- [TASK INPUT]:
○ ○ ○

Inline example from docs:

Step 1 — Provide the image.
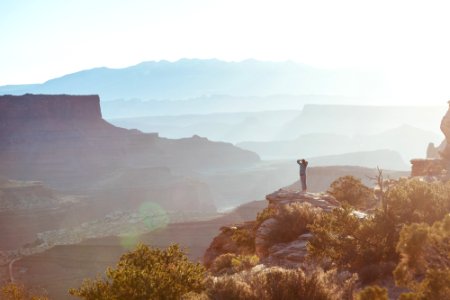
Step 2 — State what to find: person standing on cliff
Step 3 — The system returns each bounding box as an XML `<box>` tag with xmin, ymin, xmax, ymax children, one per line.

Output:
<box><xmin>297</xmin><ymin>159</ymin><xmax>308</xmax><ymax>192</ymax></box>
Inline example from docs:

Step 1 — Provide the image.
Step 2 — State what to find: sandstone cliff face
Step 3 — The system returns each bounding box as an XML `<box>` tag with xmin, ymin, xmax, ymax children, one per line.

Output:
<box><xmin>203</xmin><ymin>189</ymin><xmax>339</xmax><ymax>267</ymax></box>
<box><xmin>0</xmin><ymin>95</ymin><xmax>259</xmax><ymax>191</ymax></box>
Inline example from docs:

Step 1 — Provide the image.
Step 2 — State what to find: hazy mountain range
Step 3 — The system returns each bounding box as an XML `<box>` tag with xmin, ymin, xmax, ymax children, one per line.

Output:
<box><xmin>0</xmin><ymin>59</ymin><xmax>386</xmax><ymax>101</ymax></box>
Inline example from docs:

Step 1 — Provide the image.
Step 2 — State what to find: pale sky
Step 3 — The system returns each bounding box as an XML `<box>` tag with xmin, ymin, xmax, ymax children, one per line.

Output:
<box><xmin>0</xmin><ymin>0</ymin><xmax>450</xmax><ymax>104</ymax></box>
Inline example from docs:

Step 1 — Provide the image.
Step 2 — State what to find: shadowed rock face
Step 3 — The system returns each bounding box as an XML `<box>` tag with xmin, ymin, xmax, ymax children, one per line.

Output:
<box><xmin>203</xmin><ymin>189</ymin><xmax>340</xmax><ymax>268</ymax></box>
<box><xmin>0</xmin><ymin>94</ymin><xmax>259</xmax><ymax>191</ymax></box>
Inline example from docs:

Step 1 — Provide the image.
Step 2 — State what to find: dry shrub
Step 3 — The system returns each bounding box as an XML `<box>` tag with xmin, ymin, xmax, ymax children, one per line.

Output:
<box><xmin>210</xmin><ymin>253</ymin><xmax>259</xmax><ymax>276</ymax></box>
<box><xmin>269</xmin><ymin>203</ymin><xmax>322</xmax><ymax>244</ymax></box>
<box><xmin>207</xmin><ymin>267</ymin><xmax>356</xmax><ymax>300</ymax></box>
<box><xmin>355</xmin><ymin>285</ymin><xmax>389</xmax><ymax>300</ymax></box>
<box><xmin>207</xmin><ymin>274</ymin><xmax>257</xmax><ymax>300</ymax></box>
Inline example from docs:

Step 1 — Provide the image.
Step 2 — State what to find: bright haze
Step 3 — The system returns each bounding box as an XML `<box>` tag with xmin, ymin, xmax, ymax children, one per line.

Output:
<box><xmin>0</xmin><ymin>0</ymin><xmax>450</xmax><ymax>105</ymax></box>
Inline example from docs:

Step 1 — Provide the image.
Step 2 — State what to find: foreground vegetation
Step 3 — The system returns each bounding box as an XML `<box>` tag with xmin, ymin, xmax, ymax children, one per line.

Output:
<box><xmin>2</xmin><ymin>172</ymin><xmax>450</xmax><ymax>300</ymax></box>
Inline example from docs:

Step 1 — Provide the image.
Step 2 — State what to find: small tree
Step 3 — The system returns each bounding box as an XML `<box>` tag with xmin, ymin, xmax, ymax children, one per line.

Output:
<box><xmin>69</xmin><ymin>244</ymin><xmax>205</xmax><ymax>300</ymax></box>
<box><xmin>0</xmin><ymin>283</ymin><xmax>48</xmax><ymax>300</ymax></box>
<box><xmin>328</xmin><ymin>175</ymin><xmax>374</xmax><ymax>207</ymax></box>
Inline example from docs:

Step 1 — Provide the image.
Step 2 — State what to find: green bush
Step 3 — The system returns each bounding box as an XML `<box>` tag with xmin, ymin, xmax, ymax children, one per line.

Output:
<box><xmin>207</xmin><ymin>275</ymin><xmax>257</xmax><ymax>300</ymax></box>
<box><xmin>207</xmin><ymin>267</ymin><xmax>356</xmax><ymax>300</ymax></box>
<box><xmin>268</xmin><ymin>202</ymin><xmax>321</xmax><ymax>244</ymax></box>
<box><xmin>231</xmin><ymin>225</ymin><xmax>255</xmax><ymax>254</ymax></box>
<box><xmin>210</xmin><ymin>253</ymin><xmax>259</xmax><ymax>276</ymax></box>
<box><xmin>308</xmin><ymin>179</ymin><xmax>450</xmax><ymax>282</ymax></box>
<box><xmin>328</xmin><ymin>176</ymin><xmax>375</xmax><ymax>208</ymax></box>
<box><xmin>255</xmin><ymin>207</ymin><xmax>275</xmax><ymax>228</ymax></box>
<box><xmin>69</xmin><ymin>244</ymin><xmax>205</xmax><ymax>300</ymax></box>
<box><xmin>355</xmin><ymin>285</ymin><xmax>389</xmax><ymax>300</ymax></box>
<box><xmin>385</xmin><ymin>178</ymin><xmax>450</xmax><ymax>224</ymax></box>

○ ○ ○

Repeat the listing above exactly, with no pictures.

- [RESPONSE TO THIS EXERCISE]:
Inline example from docs:

Step 1 — Provide the image.
Step 2 — State what to find: person standing on cliff
Step 3 — The system returns each bounding box as an XML `<box>` tag with xmin, ymin, xmax, ymax children, one per line.

Output:
<box><xmin>297</xmin><ymin>159</ymin><xmax>308</xmax><ymax>192</ymax></box>
Inline example from docs:

Step 1 — Provide the image.
Step 2 — State what to find: sandstone cliff face
Step 3 — The system returns each bounding box as an XML `<box>` tag with xmin, ymin, xmax, ymax children, one per line.

Output:
<box><xmin>203</xmin><ymin>189</ymin><xmax>339</xmax><ymax>267</ymax></box>
<box><xmin>0</xmin><ymin>95</ymin><xmax>259</xmax><ymax>191</ymax></box>
Inline example from docs:

Step 1 — Provide the image.
Step 2 — State what to find: hazy mountain range
Step 3 — The system returns each bounding box as an XML `<box>` tag with xmin, ymin, xmax, ymax children, one per line.

Output:
<box><xmin>0</xmin><ymin>59</ymin><xmax>386</xmax><ymax>101</ymax></box>
Inline example from docs:

Step 1 — Provide the image.
Step 2 — State what to find: pale sky
Step 3 — The system returns each bounding box as an XML `<box>` tag with xmin, ymin, xmax, ymax children, one per line.

Output:
<box><xmin>0</xmin><ymin>0</ymin><xmax>450</xmax><ymax>104</ymax></box>
Inline example from docs:

Step 1 — Provide the image.
Step 2 — State what to find: shadowed rock face
Step 3 — The system returns each bounding box as an XML `<box>` tag with xmin, ymin, xmax, ymax children, one per line.

Output:
<box><xmin>203</xmin><ymin>189</ymin><xmax>340</xmax><ymax>268</ymax></box>
<box><xmin>0</xmin><ymin>94</ymin><xmax>259</xmax><ymax>191</ymax></box>
Inline example from docs:

Step 1 — Provide the image.
Step 2 — State what to find: dry shrub
Step 3 — The system returns each bounding box as an XML `<box>` tag with xmin, ymin, xmax, ymax children, one per line.

Output:
<box><xmin>210</xmin><ymin>253</ymin><xmax>259</xmax><ymax>276</ymax></box>
<box><xmin>269</xmin><ymin>203</ymin><xmax>322</xmax><ymax>244</ymax></box>
<box><xmin>207</xmin><ymin>267</ymin><xmax>356</xmax><ymax>300</ymax></box>
<box><xmin>355</xmin><ymin>285</ymin><xmax>389</xmax><ymax>300</ymax></box>
<box><xmin>207</xmin><ymin>274</ymin><xmax>257</xmax><ymax>300</ymax></box>
Inline example from docs:

Step 1 — Provide the image.
Step 2 — State what to find: bright haze
Step 3 — The system returns each bounding box as an XML `<box>` tag with xmin, ymin, xmax, ymax children, one per line.

Output:
<box><xmin>0</xmin><ymin>0</ymin><xmax>450</xmax><ymax>105</ymax></box>
Inline example from docs:

Step 1 — Provide the image.
Step 2 — State what to find: foreground vegetation
Step 3 — The system returns each bounding box as an XML `<box>` tag with xmin, ymin, xmax, ymax children, one per line.

Output:
<box><xmin>2</xmin><ymin>172</ymin><xmax>450</xmax><ymax>300</ymax></box>
Inline example from docs:

Step 1 — Provide the image.
Step 2 — State what to find: small tree
Step 3 — The system returns each bounding box as an XML `<box>` tag with xmin, ymin, xmax, ymax children, one per line.

Output:
<box><xmin>69</xmin><ymin>244</ymin><xmax>205</xmax><ymax>300</ymax></box>
<box><xmin>0</xmin><ymin>283</ymin><xmax>48</xmax><ymax>300</ymax></box>
<box><xmin>328</xmin><ymin>175</ymin><xmax>374</xmax><ymax>207</ymax></box>
Inline example from docs:

Step 1 — Provide the image.
Step 2 — State what to find: green bush
Step 3 — The system returns each bounding box as an XML `<box>` tag with xmin, ymin, xmax, ymax children, one per line.

Output:
<box><xmin>207</xmin><ymin>275</ymin><xmax>257</xmax><ymax>300</ymax></box>
<box><xmin>207</xmin><ymin>267</ymin><xmax>356</xmax><ymax>300</ymax></box>
<box><xmin>268</xmin><ymin>202</ymin><xmax>321</xmax><ymax>244</ymax></box>
<box><xmin>231</xmin><ymin>225</ymin><xmax>255</xmax><ymax>254</ymax></box>
<box><xmin>210</xmin><ymin>253</ymin><xmax>259</xmax><ymax>276</ymax></box>
<box><xmin>308</xmin><ymin>179</ymin><xmax>450</xmax><ymax>282</ymax></box>
<box><xmin>328</xmin><ymin>176</ymin><xmax>375</xmax><ymax>208</ymax></box>
<box><xmin>255</xmin><ymin>207</ymin><xmax>275</xmax><ymax>228</ymax></box>
<box><xmin>69</xmin><ymin>244</ymin><xmax>205</xmax><ymax>300</ymax></box>
<box><xmin>355</xmin><ymin>285</ymin><xmax>389</xmax><ymax>300</ymax></box>
<box><xmin>385</xmin><ymin>178</ymin><xmax>450</xmax><ymax>224</ymax></box>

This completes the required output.